------ GIVEN ENTRIES ------

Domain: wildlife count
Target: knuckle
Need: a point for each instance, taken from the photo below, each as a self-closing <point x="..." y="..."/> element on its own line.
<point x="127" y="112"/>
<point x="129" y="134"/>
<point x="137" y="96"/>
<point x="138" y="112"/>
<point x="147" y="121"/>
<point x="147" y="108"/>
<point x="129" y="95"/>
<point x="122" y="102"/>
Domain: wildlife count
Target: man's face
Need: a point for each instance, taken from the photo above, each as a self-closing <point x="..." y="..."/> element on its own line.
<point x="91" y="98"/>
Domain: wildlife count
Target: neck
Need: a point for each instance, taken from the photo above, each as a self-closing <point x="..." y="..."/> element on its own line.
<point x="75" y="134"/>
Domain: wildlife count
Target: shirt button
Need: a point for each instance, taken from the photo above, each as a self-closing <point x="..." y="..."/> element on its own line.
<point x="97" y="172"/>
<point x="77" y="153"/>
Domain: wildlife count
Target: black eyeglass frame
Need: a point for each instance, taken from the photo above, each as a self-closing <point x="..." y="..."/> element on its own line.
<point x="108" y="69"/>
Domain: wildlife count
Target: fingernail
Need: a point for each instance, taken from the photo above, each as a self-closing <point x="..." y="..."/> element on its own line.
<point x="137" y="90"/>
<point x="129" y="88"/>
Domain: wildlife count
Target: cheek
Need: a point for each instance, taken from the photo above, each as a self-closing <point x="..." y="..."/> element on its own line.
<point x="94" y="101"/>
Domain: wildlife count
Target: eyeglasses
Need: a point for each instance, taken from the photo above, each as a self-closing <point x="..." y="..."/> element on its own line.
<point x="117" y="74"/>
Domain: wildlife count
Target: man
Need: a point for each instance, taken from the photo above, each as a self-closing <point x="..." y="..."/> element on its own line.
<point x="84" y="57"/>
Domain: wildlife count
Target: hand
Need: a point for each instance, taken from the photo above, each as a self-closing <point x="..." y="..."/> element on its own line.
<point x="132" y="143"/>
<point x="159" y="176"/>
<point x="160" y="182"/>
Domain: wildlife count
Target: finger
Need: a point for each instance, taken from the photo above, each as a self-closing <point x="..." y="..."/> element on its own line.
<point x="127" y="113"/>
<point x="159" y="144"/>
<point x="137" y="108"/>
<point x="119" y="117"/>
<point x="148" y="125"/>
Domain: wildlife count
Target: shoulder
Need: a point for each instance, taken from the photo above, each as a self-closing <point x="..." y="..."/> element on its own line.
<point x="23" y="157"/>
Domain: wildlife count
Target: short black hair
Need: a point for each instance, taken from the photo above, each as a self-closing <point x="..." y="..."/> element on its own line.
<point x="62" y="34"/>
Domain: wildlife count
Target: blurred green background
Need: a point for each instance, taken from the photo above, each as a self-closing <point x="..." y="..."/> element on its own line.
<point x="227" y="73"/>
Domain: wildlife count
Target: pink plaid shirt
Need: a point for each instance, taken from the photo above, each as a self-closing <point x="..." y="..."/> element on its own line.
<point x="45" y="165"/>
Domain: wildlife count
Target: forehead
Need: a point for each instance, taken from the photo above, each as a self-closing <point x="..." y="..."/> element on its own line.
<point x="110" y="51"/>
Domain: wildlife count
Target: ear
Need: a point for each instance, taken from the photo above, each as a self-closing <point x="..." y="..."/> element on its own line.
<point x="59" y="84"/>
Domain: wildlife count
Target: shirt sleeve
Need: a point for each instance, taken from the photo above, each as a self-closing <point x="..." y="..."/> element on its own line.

------

Transcribe every entry exactly, omitting nothing.

Domain: wildlife count
Target: knuckle
Need: a point for each instance, taken from the photo below, each as a self-closing <point x="..." y="..."/> element on its own line.
<point x="127" y="112"/>
<point x="129" y="134"/>
<point x="137" y="96"/>
<point x="138" y="112"/>
<point x="147" y="121"/>
<point x="147" y="108"/>
<point x="129" y="95"/>
<point x="122" y="102"/>
Domain: wildlife count
Target: man's face
Need: a point for each instance, taken from the photo above, each as a self-closing <point x="..." y="..."/> element on its own line.
<point x="91" y="98"/>
Domain: wildlife count
Target: neck
Need: a point for each instance, taken from the photo above, each as a self-closing <point x="..." y="..."/> element on its own line.
<point x="75" y="134"/>
Domain: wildlife count
Target: shirt button
Need: a point for each instance, taken from the photo above, each as a self-closing <point x="..." y="..."/> element on its own line.
<point x="97" y="172"/>
<point x="77" y="153"/>
Domain: wildlife count
Target: black eyeglass frame
Need: a point for each instance, taken from the photo above, each as a self-closing <point x="..." y="..."/> element on its own line.
<point x="108" y="69"/>
Domain: wildlife count
Target: fingernail
Need: a point for each instance, taken from the photo above, each as a self-closing <point x="..." y="..."/> element on its own line.
<point x="137" y="90"/>
<point x="129" y="88"/>
Domain: wildlife count
Target: cheek
Need: a point for each instance, taken from the photo above, each as a self-closing <point x="..." y="..."/> element on its own line.
<point x="94" y="101"/>
Domain: wildlife count
Target: eyeglasses
Need: a point for each instance, taken from the photo above, each as a self-closing <point x="..." y="..."/> element on its own line.
<point x="117" y="74"/>
Domain: wildlife count
Target: man
Need: a point for each instance, taken from the photo above, each as a self-closing <point x="..." y="..."/> element on its own line.
<point x="84" y="57"/>
Domain: wildlife count
Target: hand
Need: a point for each instance, taken from the photo above, each as a self-closing <point x="..." y="..."/> element on its own line.
<point x="132" y="143"/>
<point x="159" y="176"/>
<point x="160" y="182"/>
Domain: wildlife count
Target: finger
Need: a point for each instance, taken from the photo above, each as a self-closing <point x="..." y="..."/> element on its own line.
<point x="127" y="113"/>
<point x="159" y="144"/>
<point x="137" y="108"/>
<point x="119" y="117"/>
<point x="148" y="125"/>
Domain: wildlife count
Target: shoulder
Need: a point for each instance, taken from the photo above, each as a self-closing <point x="..." y="..."/> element on its own line.
<point x="23" y="157"/>
Domain: wildlife count
Target: short black hair
Need: a point for each instance, taken from the photo above, each as a self-closing <point x="..." y="..."/> element on its own line.
<point x="62" y="34"/>
Domain: wildlife count
Target: blurred green background
Need: a point for each instance, taken from the photo above, each as a self-closing <point x="..." y="..."/> element on its own line.
<point x="227" y="73"/>
Domain: wildlife count
Target: pink plaid shirt
Need: a point for each instance, taken from the photo above, each as a self-closing <point x="..." y="..."/> element on its own line.
<point x="45" y="165"/>
Domain: wildlife count
Target: forehead
Need: a point for each instance, taken from the photo above, each as a self-closing <point x="..." y="..."/> element on its own line.
<point x="110" y="51"/>
Domain: wildlife count
Target: ear
Need: a point for each instance, taken from the photo above, each as a self-closing <point x="..." y="..."/> element on its own line.
<point x="59" y="84"/>
Domain: wildlife count
Target: shirt sleeve
Need: a point for each instance, taken from the photo above, each as a self-closing <point x="..." y="..."/> element on its own line.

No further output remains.